▶ _INSTRUCTIONS TO FOLLOW_
Starting at the line that holds "Note: for every instance of the chairlift" and stopping at the line that holds "Note: for every instance of the winter", restate the records below word for word, with both of those lines included.

▶ _RECORDS FOR THIS TASK_

== Segment start ==

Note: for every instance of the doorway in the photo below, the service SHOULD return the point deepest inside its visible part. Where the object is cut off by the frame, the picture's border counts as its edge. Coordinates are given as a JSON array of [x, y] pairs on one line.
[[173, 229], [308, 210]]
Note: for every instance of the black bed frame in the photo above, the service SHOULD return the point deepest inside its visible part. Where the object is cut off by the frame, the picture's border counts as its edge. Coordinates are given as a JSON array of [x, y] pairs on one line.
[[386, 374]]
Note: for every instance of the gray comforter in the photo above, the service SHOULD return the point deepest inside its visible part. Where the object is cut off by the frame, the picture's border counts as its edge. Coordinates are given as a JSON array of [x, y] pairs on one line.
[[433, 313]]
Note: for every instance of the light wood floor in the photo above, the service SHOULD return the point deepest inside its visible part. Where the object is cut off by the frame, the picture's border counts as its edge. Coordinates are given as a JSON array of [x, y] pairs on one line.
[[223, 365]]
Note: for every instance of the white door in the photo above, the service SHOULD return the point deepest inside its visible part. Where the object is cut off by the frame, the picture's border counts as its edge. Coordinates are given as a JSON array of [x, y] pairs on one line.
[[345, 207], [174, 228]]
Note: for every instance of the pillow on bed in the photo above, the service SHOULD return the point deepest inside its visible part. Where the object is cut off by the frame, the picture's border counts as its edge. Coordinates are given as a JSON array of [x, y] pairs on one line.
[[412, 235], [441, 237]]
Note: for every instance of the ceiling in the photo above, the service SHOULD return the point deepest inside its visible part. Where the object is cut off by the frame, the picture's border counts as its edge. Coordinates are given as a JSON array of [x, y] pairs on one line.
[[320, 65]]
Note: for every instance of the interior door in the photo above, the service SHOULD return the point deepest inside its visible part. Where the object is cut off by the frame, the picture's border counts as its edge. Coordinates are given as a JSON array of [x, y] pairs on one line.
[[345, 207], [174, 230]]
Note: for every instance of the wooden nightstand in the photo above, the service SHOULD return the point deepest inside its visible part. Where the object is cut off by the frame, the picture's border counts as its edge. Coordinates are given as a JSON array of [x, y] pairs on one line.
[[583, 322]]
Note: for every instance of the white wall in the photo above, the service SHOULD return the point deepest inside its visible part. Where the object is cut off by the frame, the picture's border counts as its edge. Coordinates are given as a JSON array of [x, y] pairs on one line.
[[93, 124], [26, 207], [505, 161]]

== Segment end ==
== Segment start ==

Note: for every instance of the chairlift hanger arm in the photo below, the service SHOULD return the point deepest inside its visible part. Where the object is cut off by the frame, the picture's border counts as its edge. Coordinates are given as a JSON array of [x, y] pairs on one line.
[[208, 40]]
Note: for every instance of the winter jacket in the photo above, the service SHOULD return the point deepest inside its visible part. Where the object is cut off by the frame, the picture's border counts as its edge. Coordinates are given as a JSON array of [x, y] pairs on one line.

== Segment end ==
== Segment start ==

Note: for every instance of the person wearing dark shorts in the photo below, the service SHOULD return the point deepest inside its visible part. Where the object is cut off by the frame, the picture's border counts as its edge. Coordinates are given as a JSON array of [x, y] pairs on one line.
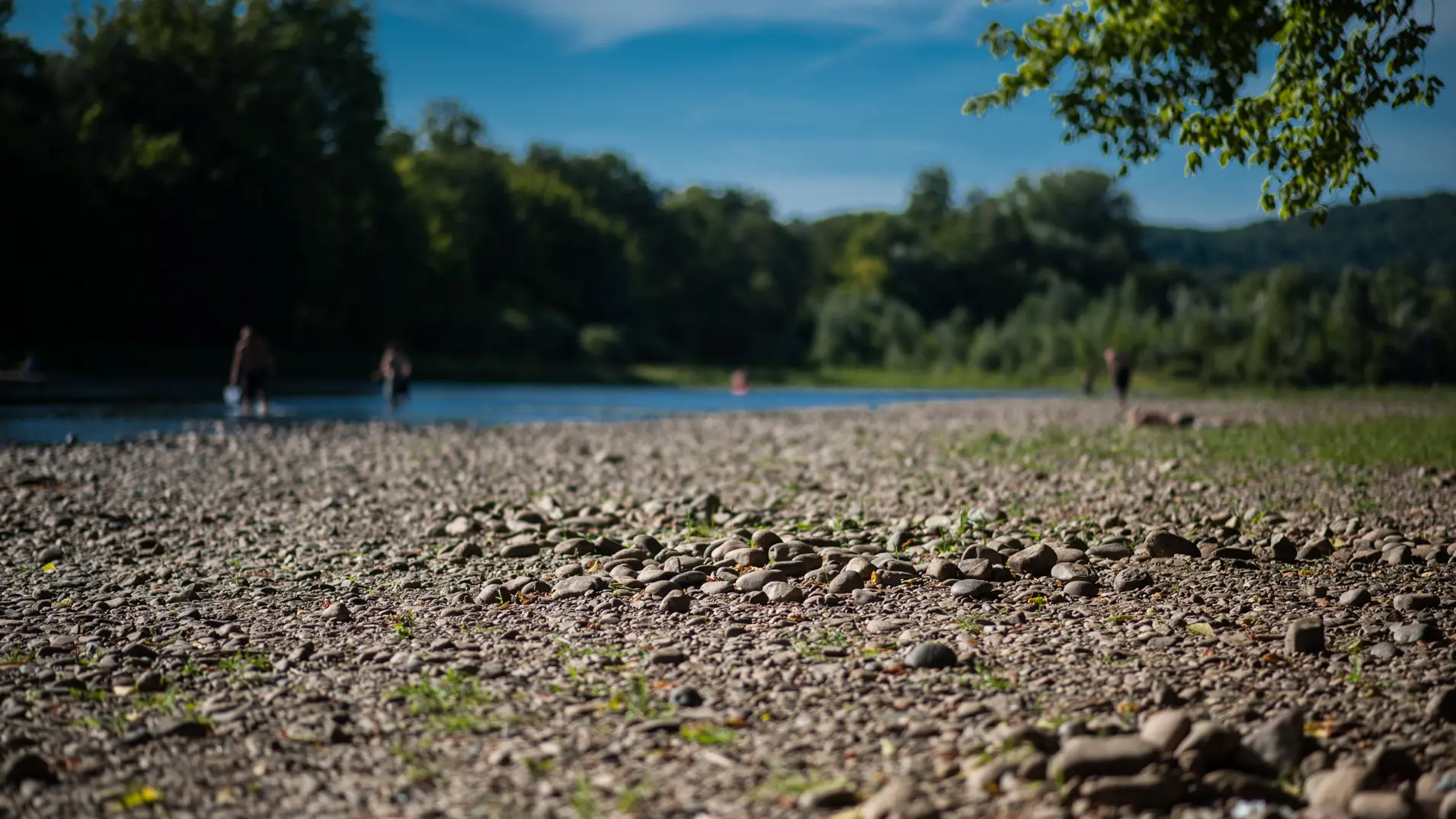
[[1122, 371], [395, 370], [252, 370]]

== Segment end ==

▶ _TASK ANSWER_
Note: for every instance of the chairlift hanger arm in the photo below, the service SHOULD return the point deepest inside its visible part. Where the object is cut off by the frame, the picture's border counts as its edge. Coordinates are given as a JSON array of [x, y] pairs on one line.
[[208, 40]]
Note: for every instance of the winter jacket in the photo above, the service SHOULD return the point deepest inside its visible part. Where the object is cut off by the frame, the picture's border counts as its edge. Coordinates are given as a JSON array of [x, y] pairs on one line.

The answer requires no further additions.